» Exercise instructions:
1) Please list every function name that appears in the patch.
2) Answer these questions from the patch:
(a) Whose name appears in the Signed-off-by line?
(b) How many insertions and how many deletions does the change summary report?
(c) Which value does the code comment call more or less arbitrary?
3) Transcribe the patch from "diff --git a/drivers/vhost/net.c" up to and including "10% of times).".

Signed-off-by: Chuanyu Qin <qinchuanyu@huawei.com>
---
  drivers/vhost/net.c |   10 +++++++++-
  1 files changed, 9 insertions(+), 1 deletions(-)

diff --git a/drivers/vhost/net.c b/drivers/vhost/net.c
index a0fa5de..9bc0a15 100644
--- a/drivers/vhost/net.c
+++ b/drivers/vhost/net.c
@@ -322,7 +322,9 @@ static void vhost_zerocopy_callback(struct ubuf_info 
*ubuf, bool success)
  	 * (the value 16 here is more or less arbitrary, it's tuned to trigger
  	 * less than 10% of times).
  	 */
-	if (cnt <= 1 || !(cnt % 16))
+	smp_rmb();
+	if ((!(vq->used_flags & VRING_USED_F_NO_NOTIFY))
+			&& (cnt <= 1 || !(cnt % 16)))
  		vhost_poll_queue(&vq->poll);

  	rcu_read_unlock_bh();
@@ -386,6 +388,12 @@ static void handle_tx(struct vhost_net *net)

Records of labeled points

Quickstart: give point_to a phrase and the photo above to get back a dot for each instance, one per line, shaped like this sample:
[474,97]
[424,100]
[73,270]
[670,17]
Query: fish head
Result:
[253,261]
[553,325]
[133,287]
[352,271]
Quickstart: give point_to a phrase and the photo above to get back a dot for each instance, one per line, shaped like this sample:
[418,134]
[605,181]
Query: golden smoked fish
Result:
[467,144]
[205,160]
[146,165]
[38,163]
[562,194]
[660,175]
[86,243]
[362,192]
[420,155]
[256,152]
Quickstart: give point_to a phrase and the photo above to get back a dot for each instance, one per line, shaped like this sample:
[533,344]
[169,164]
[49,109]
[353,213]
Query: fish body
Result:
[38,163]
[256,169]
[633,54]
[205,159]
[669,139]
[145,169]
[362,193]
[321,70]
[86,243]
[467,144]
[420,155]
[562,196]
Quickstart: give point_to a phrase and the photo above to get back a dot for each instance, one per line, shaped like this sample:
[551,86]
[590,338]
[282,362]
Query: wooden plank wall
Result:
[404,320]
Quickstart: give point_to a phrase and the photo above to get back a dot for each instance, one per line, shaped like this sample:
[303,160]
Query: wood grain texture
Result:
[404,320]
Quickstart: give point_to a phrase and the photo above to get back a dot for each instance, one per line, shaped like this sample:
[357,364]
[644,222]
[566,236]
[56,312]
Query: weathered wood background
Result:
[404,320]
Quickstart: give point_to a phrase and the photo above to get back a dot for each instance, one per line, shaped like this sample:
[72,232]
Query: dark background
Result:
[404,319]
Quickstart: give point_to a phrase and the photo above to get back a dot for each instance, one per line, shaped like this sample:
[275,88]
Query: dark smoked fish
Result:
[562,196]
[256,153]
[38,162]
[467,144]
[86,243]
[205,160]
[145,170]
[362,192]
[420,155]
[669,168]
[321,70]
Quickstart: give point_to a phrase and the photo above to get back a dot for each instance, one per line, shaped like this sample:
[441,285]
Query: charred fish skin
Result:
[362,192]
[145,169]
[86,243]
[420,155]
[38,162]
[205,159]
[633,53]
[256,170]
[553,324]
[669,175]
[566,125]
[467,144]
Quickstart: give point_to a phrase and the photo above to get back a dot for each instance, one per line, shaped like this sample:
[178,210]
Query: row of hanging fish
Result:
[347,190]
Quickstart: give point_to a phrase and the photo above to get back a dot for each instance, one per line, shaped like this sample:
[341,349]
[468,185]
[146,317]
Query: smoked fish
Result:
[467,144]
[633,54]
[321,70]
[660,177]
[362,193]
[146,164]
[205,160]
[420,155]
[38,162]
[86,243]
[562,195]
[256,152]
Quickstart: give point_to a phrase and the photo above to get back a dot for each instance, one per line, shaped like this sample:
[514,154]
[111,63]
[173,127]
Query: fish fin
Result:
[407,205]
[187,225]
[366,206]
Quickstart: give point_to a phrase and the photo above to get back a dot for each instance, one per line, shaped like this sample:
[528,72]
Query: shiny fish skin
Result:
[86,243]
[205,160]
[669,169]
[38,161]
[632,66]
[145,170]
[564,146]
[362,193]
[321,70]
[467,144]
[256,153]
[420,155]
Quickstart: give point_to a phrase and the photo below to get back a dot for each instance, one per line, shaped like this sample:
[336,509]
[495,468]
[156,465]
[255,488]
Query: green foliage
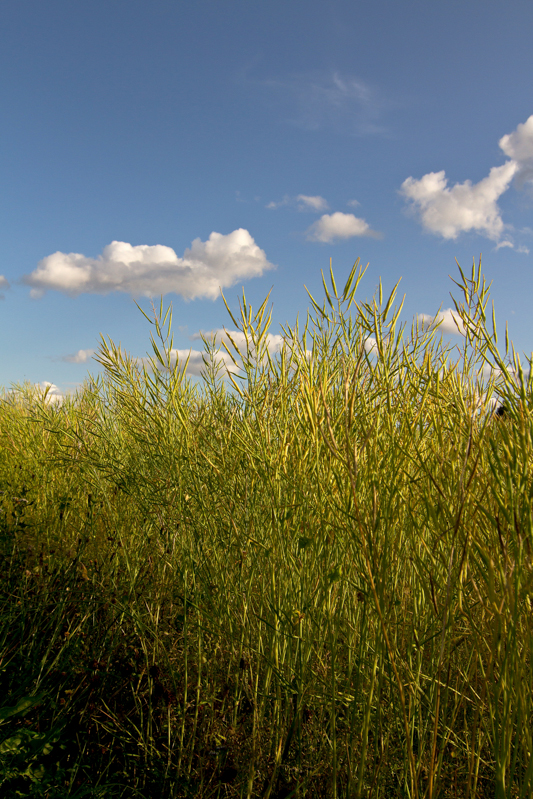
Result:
[307,574]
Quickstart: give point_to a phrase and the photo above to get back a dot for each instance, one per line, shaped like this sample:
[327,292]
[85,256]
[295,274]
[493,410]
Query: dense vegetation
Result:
[312,578]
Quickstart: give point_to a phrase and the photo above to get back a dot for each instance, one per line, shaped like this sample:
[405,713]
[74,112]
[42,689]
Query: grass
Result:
[312,579]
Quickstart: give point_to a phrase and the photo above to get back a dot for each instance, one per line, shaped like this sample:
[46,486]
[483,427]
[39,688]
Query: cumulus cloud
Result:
[450,211]
[448,322]
[339,226]
[312,203]
[518,145]
[146,270]
[82,356]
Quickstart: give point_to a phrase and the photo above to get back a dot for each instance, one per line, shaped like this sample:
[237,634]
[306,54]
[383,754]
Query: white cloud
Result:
[450,211]
[312,203]
[196,364]
[82,356]
[339,226]
[303,202]
[145,270]
[274,342]
[464,207]
[4,284]
[518,145]
[448,321]
[273,205]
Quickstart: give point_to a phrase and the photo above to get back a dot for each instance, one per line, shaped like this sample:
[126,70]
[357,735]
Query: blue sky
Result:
[175,147]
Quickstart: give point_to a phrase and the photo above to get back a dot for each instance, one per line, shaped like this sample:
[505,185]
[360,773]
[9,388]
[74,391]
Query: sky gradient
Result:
[178,148]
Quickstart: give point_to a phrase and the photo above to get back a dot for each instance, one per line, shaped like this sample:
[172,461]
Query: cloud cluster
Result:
[448,322]
[82,356]
[145,270]
[331,227]
[449,211]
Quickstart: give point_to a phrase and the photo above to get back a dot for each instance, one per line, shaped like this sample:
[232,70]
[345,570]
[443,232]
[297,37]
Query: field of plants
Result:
[307,574]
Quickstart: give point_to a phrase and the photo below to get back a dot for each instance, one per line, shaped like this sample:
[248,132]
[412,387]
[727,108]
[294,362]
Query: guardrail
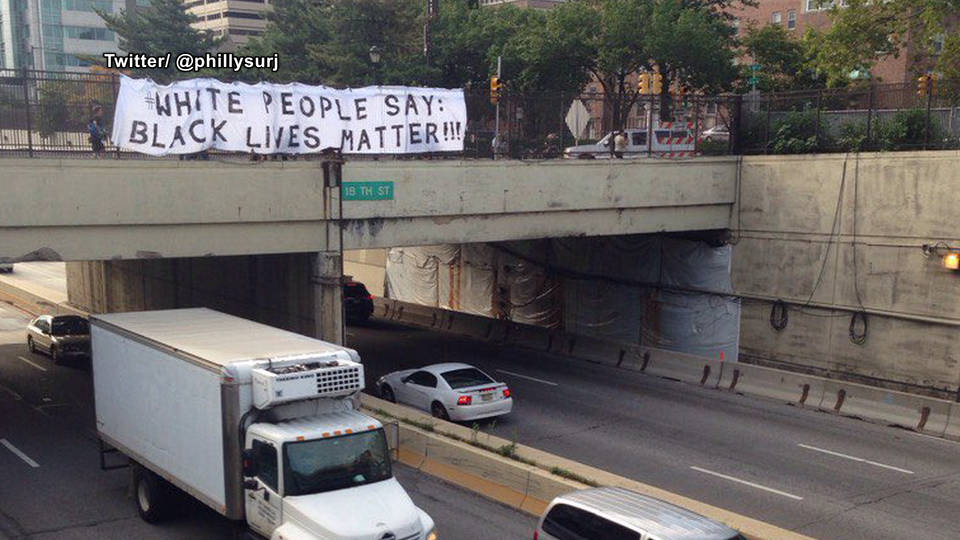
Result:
[922,414]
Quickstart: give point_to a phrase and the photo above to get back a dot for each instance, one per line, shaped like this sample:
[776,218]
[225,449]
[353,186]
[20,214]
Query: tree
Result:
[865,32]
[162,27]
[688,41]
[783,59]
[291,25]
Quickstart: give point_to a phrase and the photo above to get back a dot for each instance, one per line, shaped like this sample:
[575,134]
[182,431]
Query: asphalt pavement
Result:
[807,471]
[51,486]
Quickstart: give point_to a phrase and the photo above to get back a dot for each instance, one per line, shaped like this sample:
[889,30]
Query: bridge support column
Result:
[327,281]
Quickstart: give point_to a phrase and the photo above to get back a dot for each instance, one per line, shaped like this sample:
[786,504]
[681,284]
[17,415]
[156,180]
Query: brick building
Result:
[799,15]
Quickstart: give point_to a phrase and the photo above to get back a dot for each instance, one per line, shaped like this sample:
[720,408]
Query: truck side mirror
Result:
[249,463]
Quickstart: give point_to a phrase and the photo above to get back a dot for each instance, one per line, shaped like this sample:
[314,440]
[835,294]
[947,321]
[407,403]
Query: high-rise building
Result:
[234,20]
[56,35]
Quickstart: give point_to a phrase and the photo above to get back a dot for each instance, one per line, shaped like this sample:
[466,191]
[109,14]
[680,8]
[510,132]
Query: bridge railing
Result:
[46,113]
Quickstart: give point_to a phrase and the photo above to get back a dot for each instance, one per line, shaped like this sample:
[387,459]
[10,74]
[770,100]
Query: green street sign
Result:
[367,191]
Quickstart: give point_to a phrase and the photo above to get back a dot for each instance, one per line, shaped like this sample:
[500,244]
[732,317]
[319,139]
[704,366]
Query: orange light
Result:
[951,260]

» Answers:
1)
vhost_zerocopy_callback
smp_rmb
vhost_poll_queue
rcu_read_unlock_bh
handle_tx

2)
(a) Chuanyu Qin
(b) 9 insertions and 1 deletion
(c) 16

3)
diff --git a/drivers/vhost/net.c b/drivers/vhost/net.c
index a0fa5de..9bc0a15 100644
--- a/drivers/vhost/net.c
+++ b/drivers/vhost/net.c
@@ -322,7 +322,9 @@ static void vhost_zerocopy_callback(struct ubuf_info 
*ubuf, bool success)
  	 * (the value 16 here is more or less arbitrary, it's tuned to trigger
  	 * less than 10% of times).